According to official CDC mortality statistics for 2013, 11,208 people died as a result of homicides involving firearms. An additional 516 people died as a result of “legal intervention”. This is a far cry from the 33,000 that the Times claims die as a result of “gun violence”.

The larger number comes from aggregating the number of suicides involving the discharge of a firearm with homicides. However, only little more than half of the 41,149 suicides in 2013 involved a firearm. The Times ignores the other 19,974 Americans who died as a result of suicide.

Suicide is a mental health issue. When a person feels so desperate that they feel taking their own life is the only course of action left to them, it is a tragedy as well as a profoundly sad event. However the Times and their allies do not call it razor blade violence when someone slits their wrists nor Tylenol violence when someone swallows a whole bottle of pills and kills their liver. They don’t demand politicians close the “razor blade loophole” or demand “universal background checks” for those purchasing Tylenol.

(Extracted records)
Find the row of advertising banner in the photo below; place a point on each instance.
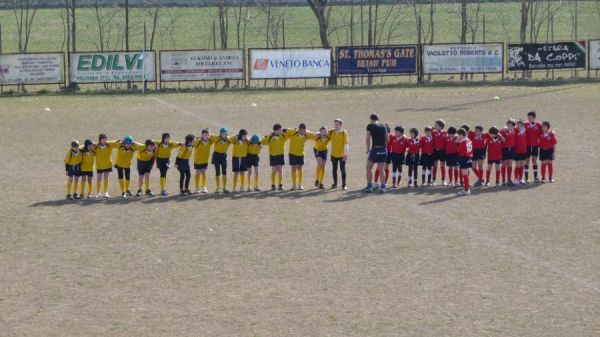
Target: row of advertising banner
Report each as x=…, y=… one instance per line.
x=200, y=65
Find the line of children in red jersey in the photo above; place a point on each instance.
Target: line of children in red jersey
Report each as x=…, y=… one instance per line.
x=508, y=150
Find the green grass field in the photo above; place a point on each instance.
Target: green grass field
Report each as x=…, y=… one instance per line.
x=192, y=26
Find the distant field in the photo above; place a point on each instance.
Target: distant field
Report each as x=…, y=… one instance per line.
x=192, y=26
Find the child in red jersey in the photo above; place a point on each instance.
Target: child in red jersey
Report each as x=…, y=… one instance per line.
x=547, y=144
x=508, y=144
x=426, y=156
x=520, y=154
x=478, y=141
x=452, y=156
x=398, y=153
x=412, y=158
x=494, y=146
x=465, y=159
x=439, y=136
x=533, y=128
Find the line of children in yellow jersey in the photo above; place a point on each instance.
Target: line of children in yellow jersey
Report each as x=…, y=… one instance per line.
x=80, y=160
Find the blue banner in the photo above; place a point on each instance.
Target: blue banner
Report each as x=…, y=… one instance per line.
x=376, y=60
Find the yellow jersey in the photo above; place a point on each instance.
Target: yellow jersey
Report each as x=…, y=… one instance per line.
x=104, y=154
x=201, y=151
x=73, y=158
x=297, y=141
x=276, y=143
x=321, y=143
x=163, y=150
x=221, y=145
x=185, y=152
x=124, y=155
x=87, y=160
x=240, y=147
x=254, y=148
x=339, y=140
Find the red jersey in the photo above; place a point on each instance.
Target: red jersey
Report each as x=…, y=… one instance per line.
x=439, y=139
x=509, y=138
x=465, y=148
x=414, y=146
x=426, y=144
x=451, y=145
x=478, y=140
x=547, y=140
x=520, y=141
x=398, y=144
x=533, y=131
x=494, y=148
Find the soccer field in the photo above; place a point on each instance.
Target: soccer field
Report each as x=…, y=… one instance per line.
x=508, y=261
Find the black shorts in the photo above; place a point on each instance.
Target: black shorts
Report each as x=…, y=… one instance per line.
x=412, y=159
x=478, y=154
x=533, y=151
x=547, y=154
x=426, y=160
x=144, y=166
x=465, y=162
x=182, y=164
x=296, y=160
x=397, y=158
x=163, y=163
x=277, y=160
x=200, y=166
x=320, y=154
x=219, y=159
x=507, y=153
x=73, y=170
x=451, y=159
x=439, y=155
x=252, y=160
x=520, y=156
x=239, y=164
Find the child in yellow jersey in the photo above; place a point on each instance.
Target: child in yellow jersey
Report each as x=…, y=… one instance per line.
x=339, y=151
x=320, y=151
x=87, y=166
x=298, y=138
x=219, y=159
x=252, y=160
x=103, y=151
x=276, y=142
x=202, y=147
x=182, y=163
x=73, y=168
x=146, y=156
x=239, y=159
x=123, y=164
x=163, y=159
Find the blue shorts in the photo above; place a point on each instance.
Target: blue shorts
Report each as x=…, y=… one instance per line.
x=296, y=160
x=277, y=160
x=239, y=164
x=378, y=155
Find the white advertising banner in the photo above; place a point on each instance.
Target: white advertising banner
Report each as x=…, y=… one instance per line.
x=594, y=54
x=463, y=58
x=197, y=65
x=118, y=66
x=31, y=68
x=289, y=63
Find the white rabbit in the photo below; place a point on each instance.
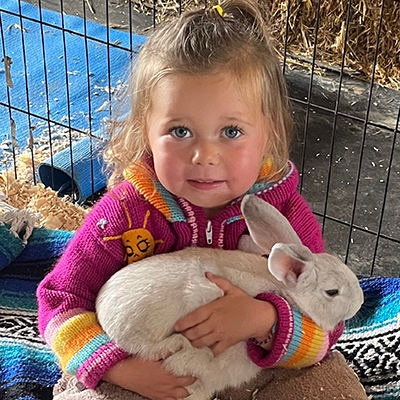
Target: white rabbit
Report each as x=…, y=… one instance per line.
x=139, y=305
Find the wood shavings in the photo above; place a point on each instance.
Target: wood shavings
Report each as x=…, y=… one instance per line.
x=55, y=212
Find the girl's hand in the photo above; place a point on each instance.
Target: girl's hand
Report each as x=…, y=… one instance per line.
x=148, y=378
x=228, y=320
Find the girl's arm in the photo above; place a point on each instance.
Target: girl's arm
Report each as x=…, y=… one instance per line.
x=298, y=341
x=67, y=295
x=67, y=318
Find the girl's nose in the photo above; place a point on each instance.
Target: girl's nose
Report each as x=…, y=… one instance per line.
x=206, y=153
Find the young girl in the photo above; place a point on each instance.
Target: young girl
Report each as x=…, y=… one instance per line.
x=209, y=123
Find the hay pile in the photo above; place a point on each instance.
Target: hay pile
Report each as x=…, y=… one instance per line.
x=361, y=36
x=362, y=32
x=55, y=212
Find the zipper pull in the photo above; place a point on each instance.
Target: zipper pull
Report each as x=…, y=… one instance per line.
x=209, y=232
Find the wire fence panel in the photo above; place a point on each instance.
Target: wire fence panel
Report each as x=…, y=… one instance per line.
x=63, y=62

• _TASK DIRECTIONS_:
Reproduce the text on firearm death statistics, starting at "Suicide is a" and continuing up to and including "those purchasing Tylenol.".

• _PROBLEM SOLUTION_:
Suicide is a mental health issue. When a person feels so desperate that they feel taking their own life is the only course of action left to them, it is a tragedy as well as a profoundly sad event. However the Times and their allies do not call it razor blade violence when someone slits their wrists nor Tylenol violence when someone swallows a whole bottle of pills and kills their liver. They don’t demand politicians close the “razor blade loophole” or demand “universal background checks” for those purchasing Tylenol.